-- start of SOURCE TEXT --

I just walked away from a festival carrying a sea of new thoughts, a head of musical inspiration and a new perspective. On and on, the Love Your Mother Earth Festival hoisted the banner of sustainability at the hot springs in Lolo, Montana.
With what seemed like hundreds of acres to play and explore in, the valley seemed to open up. "Shit, this place is ironic," a friend remarked. She said there wasn't enough recycling and trash bins. The workshops and classes weren't well-attended. It's just one big party with a whole lotta music.
I'm absolutely glad she raised these points. It was a fundamental dialogue that I can build my experience around, because it gave me something to meditate on (more on this in a few paragraphs). "Yeah?" I replied puzzled, and indeed I was set back by her comments on that second day.

The day we arrived, the Earth was seemingly bucking like a bronco. It rained. And rained some-mo'. This friend and I took to the hills, climbing from rock to rock along the dripping cliff faces. And as we watched the otherwise grassy fields line up with vehicles and tents, things looked grim. I was swimming inside my skin.
Ordinarily a festival of such magnitude would use much of the grid to power its amplifiers, circuits, cords and the microphones that are arranged next to the bongo drums on stage. But not this one. It was well-advertised that the energy used to power the festival was generated via the Earth, which I found to be more than appropriate. On the energy front, the organizers had sustainability on their side.
But what about the food that was provided? Were the vendors selling food concert-goers could be proud of? Yep. Tipus' Tiger, a local Indian restaurant lavished those unsustained in hunger and thirst with chai and samosas. Sunday morning featured a well-attended farmer's market and local beef was sold at a den called Mother Trucker's.
The way Love Your Mother Earth was set up (with energy, food and good will), my friend and I and the other guests should have had little impact. Unfortunately my friend's assessment of the scene by the second day told a different narrative and damn it, she was totally right on.
There was a creeping recklessness about. Now I was left to figure out what was at its root. Or as Merovingian concludes in the Matrix, "Our only hope, our only peace, is to understand it, to understand the why."

-- end of SOURCE TEXT --

◆ **ACTIONS TO TAKE**
**1)** Answer these from the festival account, one line each:
(a) At what site was the Love Your Mother Earth Festival held?
(b) What did Tipus' Tiger serve?
(c) Where was local beef sold?
**2)** Reproduce a passage from the festival account word for word. Begin at the words "But what about" and stop after the words "called Mother Trucker's.".
**3)** In the festival account, why is the narrator glad the friend raised her criticisms of the festival?

-- start of RECORD SET --

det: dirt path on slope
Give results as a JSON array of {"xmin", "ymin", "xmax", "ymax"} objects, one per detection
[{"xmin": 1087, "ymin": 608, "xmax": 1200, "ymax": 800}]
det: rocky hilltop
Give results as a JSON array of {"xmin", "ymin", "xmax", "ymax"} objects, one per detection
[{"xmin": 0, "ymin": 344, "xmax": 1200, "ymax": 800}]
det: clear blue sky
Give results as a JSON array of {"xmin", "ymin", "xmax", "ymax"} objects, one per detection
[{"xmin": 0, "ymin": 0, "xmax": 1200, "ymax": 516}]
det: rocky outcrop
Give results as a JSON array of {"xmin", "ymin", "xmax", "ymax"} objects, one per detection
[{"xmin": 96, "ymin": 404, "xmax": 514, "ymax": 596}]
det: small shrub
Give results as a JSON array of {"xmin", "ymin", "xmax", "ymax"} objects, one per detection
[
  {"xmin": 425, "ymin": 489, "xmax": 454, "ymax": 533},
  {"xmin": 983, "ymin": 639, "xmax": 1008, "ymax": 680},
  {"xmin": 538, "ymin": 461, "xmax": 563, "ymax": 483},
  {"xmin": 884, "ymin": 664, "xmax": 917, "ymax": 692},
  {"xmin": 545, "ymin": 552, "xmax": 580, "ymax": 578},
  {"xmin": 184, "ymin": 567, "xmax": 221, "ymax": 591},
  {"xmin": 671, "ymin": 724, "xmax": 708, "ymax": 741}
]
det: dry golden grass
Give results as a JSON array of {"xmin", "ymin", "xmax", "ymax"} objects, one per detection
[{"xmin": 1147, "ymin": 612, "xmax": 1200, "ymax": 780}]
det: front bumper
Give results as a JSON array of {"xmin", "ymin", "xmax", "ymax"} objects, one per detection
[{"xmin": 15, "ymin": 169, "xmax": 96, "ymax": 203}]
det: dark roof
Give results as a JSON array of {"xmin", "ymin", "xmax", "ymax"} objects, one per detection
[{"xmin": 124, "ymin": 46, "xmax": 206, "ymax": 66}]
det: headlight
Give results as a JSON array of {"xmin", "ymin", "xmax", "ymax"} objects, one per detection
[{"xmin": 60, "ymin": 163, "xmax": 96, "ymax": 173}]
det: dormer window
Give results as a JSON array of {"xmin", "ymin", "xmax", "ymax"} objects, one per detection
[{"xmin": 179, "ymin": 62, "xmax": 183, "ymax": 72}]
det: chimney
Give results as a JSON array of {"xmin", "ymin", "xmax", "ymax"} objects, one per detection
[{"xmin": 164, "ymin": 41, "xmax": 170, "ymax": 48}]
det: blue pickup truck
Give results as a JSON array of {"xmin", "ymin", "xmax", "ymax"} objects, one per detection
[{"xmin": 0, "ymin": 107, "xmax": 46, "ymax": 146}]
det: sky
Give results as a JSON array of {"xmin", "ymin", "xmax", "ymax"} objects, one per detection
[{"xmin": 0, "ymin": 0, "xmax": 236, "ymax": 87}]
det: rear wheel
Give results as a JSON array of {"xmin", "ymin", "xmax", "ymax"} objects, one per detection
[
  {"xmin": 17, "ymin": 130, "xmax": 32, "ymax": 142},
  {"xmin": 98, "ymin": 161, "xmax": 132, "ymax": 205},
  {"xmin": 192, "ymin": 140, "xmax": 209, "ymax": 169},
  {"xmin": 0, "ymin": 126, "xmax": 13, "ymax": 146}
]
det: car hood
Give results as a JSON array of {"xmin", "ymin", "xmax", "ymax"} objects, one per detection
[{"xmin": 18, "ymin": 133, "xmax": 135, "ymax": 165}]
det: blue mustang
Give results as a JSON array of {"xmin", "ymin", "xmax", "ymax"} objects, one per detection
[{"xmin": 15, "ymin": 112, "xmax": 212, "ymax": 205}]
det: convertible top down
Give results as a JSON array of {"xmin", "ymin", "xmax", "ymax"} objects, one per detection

-- end of RECORD SET --

◆ **TASK SOLUTIONS**
**1)**
(a) At the hot springs in Lolo, Montana.
(b) Chai and samosas.
(c) At a den called Mother Trucker's.

**2)**
But what about the food that was provided? Were the vendors selling food concert-goers could be proud of? Yep. Tipus' Tiger, a local Indian restaurant lavished those unsustained in hunger and thirst with chai and samosas. Sunday morning featured a well-attended farmer's market and local beef was sold at a den called Mother Trucker's.

**3)** The narrator calls it a fundamental dialogue to build the festival experience around. It gave the narrator something to meditate on.